## TEXT PASSAGE
# How to find buyer for 7 old Schwinn bikes?



## jag3kz (Apr 25, 2020)

Hello.  First timer here.
We just scored 7 old Schwinn bikes cleaning out a family barn and need some advice to identify model, value and best way to sell.
Please reply with advice.
Jim
Springfield, OR
Thank you.


----------



## Roger Henning (Apr 25, 2020)

Look on EBAY for prices.  Put an ad on hear in the for sale section with a price.  If it doesn't sell then drop the prices. You will have to be willing to sell and ship if you want the best prices.   Roger


----------



## jag3kz (Apr 25, 2020)

Thank you Roger.  Any advice on how I would rate condition?  Seems like they are original. 
Also any advice on where to look up serial numbers so that I can let people know what they are?


----------



## jag3kz (Apr 25, 2020)

Question about shipping..
How do people ship bicycles?
Do I have to disassemble?  Would a bike shop do it for me?
Any advice appreciated.


----------



## tech549 (Apr 25, 2020)

[Dataset entries]

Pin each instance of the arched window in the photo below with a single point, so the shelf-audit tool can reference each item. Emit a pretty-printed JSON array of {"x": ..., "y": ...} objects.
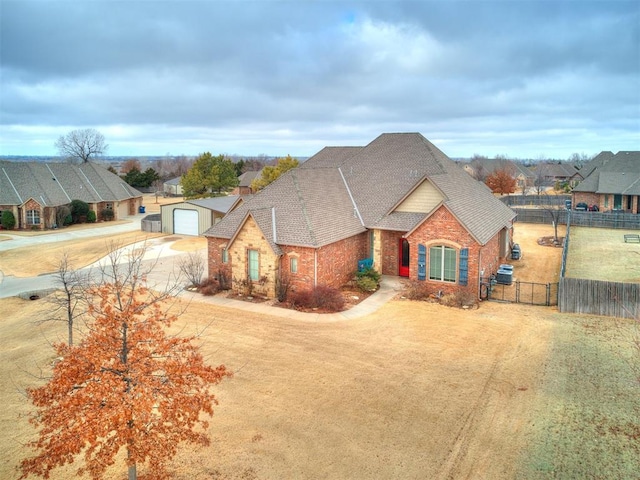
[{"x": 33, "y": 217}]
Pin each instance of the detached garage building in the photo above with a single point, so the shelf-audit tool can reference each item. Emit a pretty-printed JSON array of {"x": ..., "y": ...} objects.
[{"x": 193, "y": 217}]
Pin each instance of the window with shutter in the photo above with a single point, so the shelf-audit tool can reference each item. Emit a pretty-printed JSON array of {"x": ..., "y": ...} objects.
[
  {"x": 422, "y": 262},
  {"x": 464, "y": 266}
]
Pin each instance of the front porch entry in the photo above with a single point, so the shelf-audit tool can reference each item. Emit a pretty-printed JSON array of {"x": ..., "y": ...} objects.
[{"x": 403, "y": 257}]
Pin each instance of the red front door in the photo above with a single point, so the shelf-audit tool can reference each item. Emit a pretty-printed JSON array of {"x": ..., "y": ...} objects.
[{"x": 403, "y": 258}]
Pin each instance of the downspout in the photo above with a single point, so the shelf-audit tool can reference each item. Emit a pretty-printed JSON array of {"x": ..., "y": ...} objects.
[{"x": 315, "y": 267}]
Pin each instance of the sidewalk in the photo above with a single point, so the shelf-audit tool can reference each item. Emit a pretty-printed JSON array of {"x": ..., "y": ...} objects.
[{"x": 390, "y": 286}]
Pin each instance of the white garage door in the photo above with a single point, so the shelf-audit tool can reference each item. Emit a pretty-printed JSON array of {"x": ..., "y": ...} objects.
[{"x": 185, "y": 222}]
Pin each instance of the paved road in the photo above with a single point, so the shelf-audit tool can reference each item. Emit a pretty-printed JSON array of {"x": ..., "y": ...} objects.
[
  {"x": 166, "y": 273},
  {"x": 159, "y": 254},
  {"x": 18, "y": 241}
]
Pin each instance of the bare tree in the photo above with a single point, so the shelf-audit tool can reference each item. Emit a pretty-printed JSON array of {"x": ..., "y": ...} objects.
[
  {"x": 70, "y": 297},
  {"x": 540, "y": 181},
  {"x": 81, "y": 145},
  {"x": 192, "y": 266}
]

## DIRECTIONS FOR THIS TASK
Continue the forum thread about selling seven old Schwinn bikes, picking up right after its last line. These records have no connection to the forum thread about the Schwinn bikes.

## RESPONSE BELOW
most members use shipbikes by fed ex,on these schwinns you have more or less just remove the handle bars and seat,should fit in a regular bike box.you could proberbly get some boxes from local bike shops.bike shops usually charge around $50.00 to pack a bike,its not that hard to do,and fed ex will pick up box at your home or work for a extra fee.hope this helps


----------



## jag3kz (Apr 25, 2020)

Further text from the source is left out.